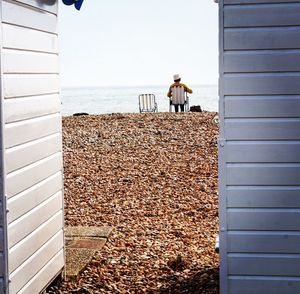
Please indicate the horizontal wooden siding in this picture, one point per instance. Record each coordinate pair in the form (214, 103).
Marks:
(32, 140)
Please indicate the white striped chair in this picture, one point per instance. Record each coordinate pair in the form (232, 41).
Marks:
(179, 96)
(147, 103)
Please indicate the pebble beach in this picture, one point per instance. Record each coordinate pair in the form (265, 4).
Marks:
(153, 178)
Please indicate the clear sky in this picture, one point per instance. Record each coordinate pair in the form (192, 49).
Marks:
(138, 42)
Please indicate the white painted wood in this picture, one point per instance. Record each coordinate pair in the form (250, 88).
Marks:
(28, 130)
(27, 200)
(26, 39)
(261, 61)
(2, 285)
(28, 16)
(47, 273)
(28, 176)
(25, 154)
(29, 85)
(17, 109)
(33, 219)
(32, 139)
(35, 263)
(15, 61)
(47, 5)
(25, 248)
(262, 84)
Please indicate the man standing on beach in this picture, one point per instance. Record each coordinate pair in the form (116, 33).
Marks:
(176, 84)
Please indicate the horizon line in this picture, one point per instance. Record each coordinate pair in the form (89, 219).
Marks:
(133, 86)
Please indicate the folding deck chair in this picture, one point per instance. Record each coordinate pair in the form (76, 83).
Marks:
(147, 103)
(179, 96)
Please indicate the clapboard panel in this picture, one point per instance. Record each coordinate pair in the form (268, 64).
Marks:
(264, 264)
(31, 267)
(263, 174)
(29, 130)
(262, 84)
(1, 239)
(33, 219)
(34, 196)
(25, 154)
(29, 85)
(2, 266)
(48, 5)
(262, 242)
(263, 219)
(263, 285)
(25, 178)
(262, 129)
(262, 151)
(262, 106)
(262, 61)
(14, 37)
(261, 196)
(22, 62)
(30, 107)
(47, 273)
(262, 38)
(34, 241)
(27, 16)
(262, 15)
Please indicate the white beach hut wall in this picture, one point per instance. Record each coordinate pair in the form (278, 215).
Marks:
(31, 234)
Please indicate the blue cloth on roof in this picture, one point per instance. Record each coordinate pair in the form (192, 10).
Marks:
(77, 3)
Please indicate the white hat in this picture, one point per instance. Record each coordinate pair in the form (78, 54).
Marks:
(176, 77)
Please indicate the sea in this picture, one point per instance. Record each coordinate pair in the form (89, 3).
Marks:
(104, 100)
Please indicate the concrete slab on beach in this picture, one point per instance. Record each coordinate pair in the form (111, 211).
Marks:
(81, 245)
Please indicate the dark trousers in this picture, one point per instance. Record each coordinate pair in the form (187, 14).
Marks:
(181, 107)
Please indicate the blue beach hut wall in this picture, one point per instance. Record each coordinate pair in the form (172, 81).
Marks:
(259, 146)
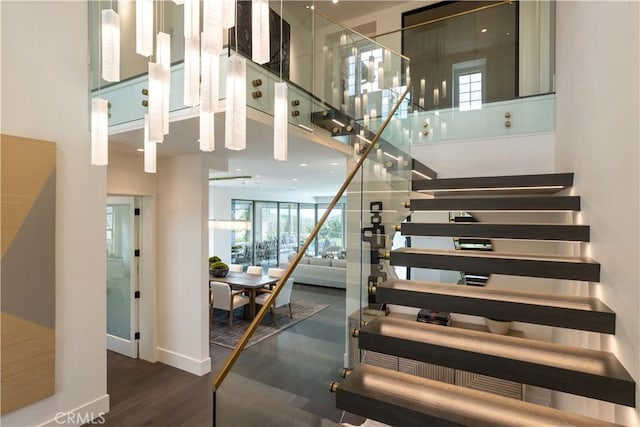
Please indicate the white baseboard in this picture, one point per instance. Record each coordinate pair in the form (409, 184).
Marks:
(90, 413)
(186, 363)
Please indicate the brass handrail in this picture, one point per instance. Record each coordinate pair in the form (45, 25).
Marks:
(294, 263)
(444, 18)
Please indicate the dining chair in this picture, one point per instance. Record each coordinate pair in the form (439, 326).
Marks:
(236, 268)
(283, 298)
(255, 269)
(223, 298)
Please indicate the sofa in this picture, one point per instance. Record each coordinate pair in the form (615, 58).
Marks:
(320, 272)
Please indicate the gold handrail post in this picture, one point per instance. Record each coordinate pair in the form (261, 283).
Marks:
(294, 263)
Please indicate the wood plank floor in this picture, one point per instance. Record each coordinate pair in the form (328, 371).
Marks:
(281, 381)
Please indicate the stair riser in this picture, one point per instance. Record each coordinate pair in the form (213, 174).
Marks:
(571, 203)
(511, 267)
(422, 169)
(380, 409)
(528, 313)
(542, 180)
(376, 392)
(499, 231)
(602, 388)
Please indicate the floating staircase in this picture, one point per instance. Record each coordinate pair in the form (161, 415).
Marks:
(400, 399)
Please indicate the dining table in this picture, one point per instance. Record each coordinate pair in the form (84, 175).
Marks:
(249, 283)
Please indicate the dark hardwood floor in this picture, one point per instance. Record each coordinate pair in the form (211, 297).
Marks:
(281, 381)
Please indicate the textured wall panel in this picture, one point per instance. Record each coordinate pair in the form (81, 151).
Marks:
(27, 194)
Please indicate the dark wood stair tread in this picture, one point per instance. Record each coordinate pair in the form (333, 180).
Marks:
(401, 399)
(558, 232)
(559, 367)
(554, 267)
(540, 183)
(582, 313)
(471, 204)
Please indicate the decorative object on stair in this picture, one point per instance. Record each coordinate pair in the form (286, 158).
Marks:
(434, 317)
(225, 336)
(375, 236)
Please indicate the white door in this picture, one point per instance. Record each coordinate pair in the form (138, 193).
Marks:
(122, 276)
┄┄┄┄┄┄
• **INSTRUCTIONS TO FOLLOW**:
Transcribe all of the data above line for line without changing anything, and leave the pictures out.

• **EXERCISE ANSWER**:
Please indicate the horizontal wooden siding in this picture, one point per instance. Record each coordinate pair in the form (214, 103).
Marks:
(32, 140)
Please indicate the white striped chair in this picture, one point per instance. Record each coordinate pair in the form (232, 41).
Marks:
(179, 96)
(147, 103)
Please indicate the pebble beach in this picture, one point per instance. Record each coordinate pair in the form (265, 4).
Marks:
(153, 178)
Please indicate the clear sky in this picture, one point per instance. Record each coordinate pair in the form (192, 49).
Marks:
(138, 42)
Please indicate the white painted wood in this picture, one point per instance. Record each coordinate pair in the form (250, 88).
Marks:
(28, 130)
(27, 200)
(26, 39)
(261, 61)
(2, 285)
(28, 16)
(47, 273)
(28, 176)
(25, 154)
(29, 85)
(17, 109)
(33, 219)
(32, 139)
(35, 263)
(15, 61)
(47, 5)
(25, 248)
(262, 84)
Please indicate the man standing on beach in this picture, one point per instance. Record each coordinate pair in the form (116, 33).
Marks:
(176, 84)
Please indicate the horizon line in this picture, one point per instance. Record each coordinate pair in the form (89, 219).
Marks:
(133, 86)
Please indicate the folding deck chair in this picture, one point per instance. Record each coordinate pair in the form (76, 83).
Marks:
(147, 103)
(179, 96)
Please indicate the clapboard panel in this picture, one point per instance. Record each coordinate pair in the form (268, 64).
Marks:
(264, 264)
(31, 267)
(263, 174)
(29, 130)
(262, 84)
(1, 239)
(33, 219)
(34, 196)
(25, 154)
(29, 85)
(2, 266)
(48, 5)
(262, 242)
(263, 219)
(263, 285)
(25, 178)
(262, 129)
(262, 151)
(262, 106)
(262, 61)
(14, 37)
(261, 196)
(22, 62)
(30, 107)
(47, 273)
(262, 38)
(34, 241)
(27, 16)
(262, 15)
Please indicate the white beach hut wall in this picture, one point per instance. Record each coordinate pair in the form (278, 215).
Marks:
(31, 234)
Please indicate the blue cloth on roof in this picture, one point per instance. Record each coordinate pair in the form (192, 10).
Marks:
(77, 3)
Please indicate the white hat in this picture, one point per instance. Record each coordinate pair in the form (78, 54).
Marks:
(176, 77)
Please indicate the sea in this picture, one point per instance. Record each coordinate pair in the form (89, 3).
Marks:
(104, 100)
Please indicate the concrete slab on beach in this picture, one point per instance. Record each coordinate pair in the form (111, 211).
Marks:
(81, 245)
Please indicate the dark trousers in this picture, one point per instance. Record each coordinate pair in the form (187, 14).
Marks:
(181, 107)
Please indicate the blue beach hut wall in this picture, one point per instance. Record each coordinate pair in the form (172, 81).
Marks:
(259, 146)
Please indicate the white baseboard in this picture, one point per instance. Record each coordinate pair in the form (409, 184).
Marks:
(90, 413)
(186, 363)
Please indicate the brass handrail in this picture, one point per instance. Record each coordinate pair in the form (45, 25).
Marks:
(294, 263)
(444, 18)
Please indicate the dining chair in this picture, one point per instance. Record each coordinate pair in the form (439, 326).
Marks:
(236, 268)
(283, 298)
(255, 269)
(223, 298)
Please indicate the sofa in this picture, one point per instance. Record each coordinate pair in the form (615, 58).
Marks:
(320, 272)
Please indicate the gold handrail post in this picture, one point per instance. Record each coordinate pair in the form (261, 283).
Marks:
(294, 263)
Please indicate the wood plank floor in this picture, one point per instance. Record each coordinate pair in the form (328, 371).
Marks:
(281, 381)
Please indicate the stair riser in this picture, one point per instance. Record each coordinate pair in the form (213, 174).
Marks:
(571, 203)
(511, 267)
(422, 169)
(380, 409)
(528, 313)
(542, 180)
(376, 392)
(499, 231)
(602, 388)
Please indicate the floating staircase in this picture, one point per instance. Record each coordinate pair in the form (161, 415).
Marks:
(400, 399)
Please indicate the dining table in this picture, one point per instance. Record each coordinate pair in the form (84, 175).
Marks:
(249, 283)
Please indicate the dark hardwood floor in this picture, one point per instance. Record each coordinate pair in the form (211, 297).
Marks:
(281, 381)
Please indicate the textured wall panel in this picture, one point per instance. Record each coordinate pair in the form (81, 151).
Marks:
(27, 194)
Please indicate the dark wood stair tread in this picture, one point per instance. Record each coordinate pair in the form (333, 180).
Marks:
(401, 399)
(558, 232)
(559, 367)
(554, 267)
(540, 183)
(582, 313)
(471, 204)
Please indicate the decorative object on stair in this picture, one point per instance. Record each coordinate pair in the form (286, 158).
Marks:
(434, 317)
(225, 336)
(375, 236)
Please indicate the white door in this picture, one point per instance. Record each coordinate pair in the form (138, 193).
Marks:
(122, 276)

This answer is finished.